_Text excerpt:_
Fifty years ago this month, President Lyndon B. Johnson signed the crowning jewel of the civil-rights movement — the Voting Rights Act — into law. This took place five months after peaceful advocates for voting rights were brutally beaten by police as they marched across the Edmund Pettus Bridge in Selma, Ala.
As we pay homage, we are saddened by the state of our voting system and the lack of political will to fix it. Today, attention is focused on restoring Section 5 of the law, which required federal preapproval of any changes to voting law in certain states until it was invalidated by a 2013 Supreme Court ruling. Although we do not oppose this "fix," it is not the answer. Focusing on restoring Section 5 is like treating a symptom and not the disease itself. We should implement solutions that improve access to voting and get more citizens to participate in our democracy all over the U.S.
On such a fundamental issue, with Americans increasingly frustrated with government dysfunction and hyperpartisanship, why aren't our leaders following the bipartisan blueprint of 1965?
Back then, Senate Minority Leader Everett Dirksen, R-Ill., was handed the pen Johnson used to sign the Voting Rights Act in recognition of his help in securing a bipartisan, filibuster-proof win in the Senate. In the House, more than 100 Republicans joined with Democrats to overwhelmingly support the act. Yet among our leaders today — on both sides of the aisle — citizenship has taken a back seat to partisanship even amid our voter-turnout crisis.
And it is a crisis.
In 2014, turnout sank to its lowest level in 72 years. Elections now appear to be more about voter suppression, with billions of dollars spent on negative ads designed to disparage candidates, than on motivating supporters to vote. Redistricting to protect incumbents and maintain the status quo has become a hyperpolitical process in most states. And our voting system is painfully outdated.
We live in an age in which virtually everything can be done from our phones. We can videoconference with family across the world; we can do our personal banking and even deposit checks. We board planes using bar codes on our screens. Yet for many Americans, the ultimate act of citizenship involves standing in long lines waiting to have their names located on reams of paper that appear to have been prepared with 1980s office equipment.
Further, the day on which we hold elections — the first Tuesday after the first Monday of November — dates to a minor 1845 act of Congress. It is not in the Constitution; it is not something our founders established. Congress simply wanted Americans to all vote for president on the same day and proceeded to choose one based on the needs of an agrarian society. Tuesday was picked because it didn't interfere with market day (traditionally a Wednesday). And that particular Tuesday? To avoid All Saints' Day (Nov. 1), of course. It all made perfect sense then. It makes no sense now.

Records taken from a dataset
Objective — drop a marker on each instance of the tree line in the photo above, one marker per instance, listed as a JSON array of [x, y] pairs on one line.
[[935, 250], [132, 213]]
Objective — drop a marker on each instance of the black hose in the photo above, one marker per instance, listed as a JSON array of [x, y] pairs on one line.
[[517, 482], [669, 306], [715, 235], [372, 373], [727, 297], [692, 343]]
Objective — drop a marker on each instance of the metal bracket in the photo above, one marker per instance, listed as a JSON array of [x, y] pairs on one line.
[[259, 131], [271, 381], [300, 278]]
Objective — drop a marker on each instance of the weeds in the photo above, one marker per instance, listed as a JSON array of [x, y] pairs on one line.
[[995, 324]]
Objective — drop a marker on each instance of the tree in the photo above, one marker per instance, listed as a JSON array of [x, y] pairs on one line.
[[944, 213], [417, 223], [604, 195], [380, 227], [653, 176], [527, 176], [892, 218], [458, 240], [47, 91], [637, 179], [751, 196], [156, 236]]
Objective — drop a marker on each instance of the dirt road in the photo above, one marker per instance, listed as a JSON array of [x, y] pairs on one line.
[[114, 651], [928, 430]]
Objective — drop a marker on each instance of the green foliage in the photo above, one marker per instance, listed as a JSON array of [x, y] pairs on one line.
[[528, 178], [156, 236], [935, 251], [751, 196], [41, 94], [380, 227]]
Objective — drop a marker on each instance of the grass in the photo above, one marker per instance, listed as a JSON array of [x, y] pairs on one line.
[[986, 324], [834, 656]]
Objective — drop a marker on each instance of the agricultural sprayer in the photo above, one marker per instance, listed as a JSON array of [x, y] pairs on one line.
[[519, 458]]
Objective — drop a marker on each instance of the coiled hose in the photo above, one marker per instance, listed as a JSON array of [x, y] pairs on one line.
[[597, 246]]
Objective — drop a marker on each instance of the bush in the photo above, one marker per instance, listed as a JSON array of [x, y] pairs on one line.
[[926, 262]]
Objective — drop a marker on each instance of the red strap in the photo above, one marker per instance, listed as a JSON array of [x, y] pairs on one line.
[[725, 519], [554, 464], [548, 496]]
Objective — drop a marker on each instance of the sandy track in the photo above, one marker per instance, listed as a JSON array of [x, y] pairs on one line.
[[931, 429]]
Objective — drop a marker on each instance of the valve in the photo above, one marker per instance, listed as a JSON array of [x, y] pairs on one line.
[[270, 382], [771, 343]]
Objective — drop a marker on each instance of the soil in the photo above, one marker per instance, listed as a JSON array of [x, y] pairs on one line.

--

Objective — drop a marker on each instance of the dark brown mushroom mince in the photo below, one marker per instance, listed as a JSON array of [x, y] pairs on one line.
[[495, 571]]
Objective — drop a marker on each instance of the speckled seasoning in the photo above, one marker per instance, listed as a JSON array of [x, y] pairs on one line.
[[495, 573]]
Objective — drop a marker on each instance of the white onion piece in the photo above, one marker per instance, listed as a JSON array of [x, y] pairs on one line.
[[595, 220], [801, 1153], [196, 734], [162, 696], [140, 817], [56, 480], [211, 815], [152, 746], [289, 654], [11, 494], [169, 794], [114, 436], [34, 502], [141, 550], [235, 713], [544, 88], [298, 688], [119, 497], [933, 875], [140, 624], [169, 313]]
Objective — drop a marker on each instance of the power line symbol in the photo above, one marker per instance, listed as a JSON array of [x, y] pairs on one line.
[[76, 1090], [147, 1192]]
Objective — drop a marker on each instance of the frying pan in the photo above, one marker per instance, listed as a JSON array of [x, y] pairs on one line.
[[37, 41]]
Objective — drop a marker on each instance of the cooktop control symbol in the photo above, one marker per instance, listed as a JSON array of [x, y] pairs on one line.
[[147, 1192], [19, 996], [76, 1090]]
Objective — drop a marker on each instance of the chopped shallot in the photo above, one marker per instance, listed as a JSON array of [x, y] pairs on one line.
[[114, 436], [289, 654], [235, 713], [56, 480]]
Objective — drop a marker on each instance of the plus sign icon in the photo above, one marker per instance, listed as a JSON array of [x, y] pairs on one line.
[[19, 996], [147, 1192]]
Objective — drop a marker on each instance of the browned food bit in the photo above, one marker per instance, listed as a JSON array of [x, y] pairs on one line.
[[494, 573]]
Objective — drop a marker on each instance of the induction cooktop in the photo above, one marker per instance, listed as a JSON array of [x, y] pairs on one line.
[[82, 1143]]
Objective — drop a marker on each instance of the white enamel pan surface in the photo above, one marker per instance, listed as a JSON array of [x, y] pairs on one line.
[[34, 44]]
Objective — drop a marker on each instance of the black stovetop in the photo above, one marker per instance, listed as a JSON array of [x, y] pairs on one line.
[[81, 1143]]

_Assignment 1:_
According to the text about the Voting Rights Act, why was Tuesday chosen as the day for elections?
_Assignment 2:_
List every specific year mentioned in the text about the Voting Rights Act.
Rely on the text about the Voting Rights Act and nothing else.

_Solution 1:_
Tuesday didn't interfere with market day, which was traditionally a Wednesday.

_Solution 2:_
2013, 1965, 2014, 1845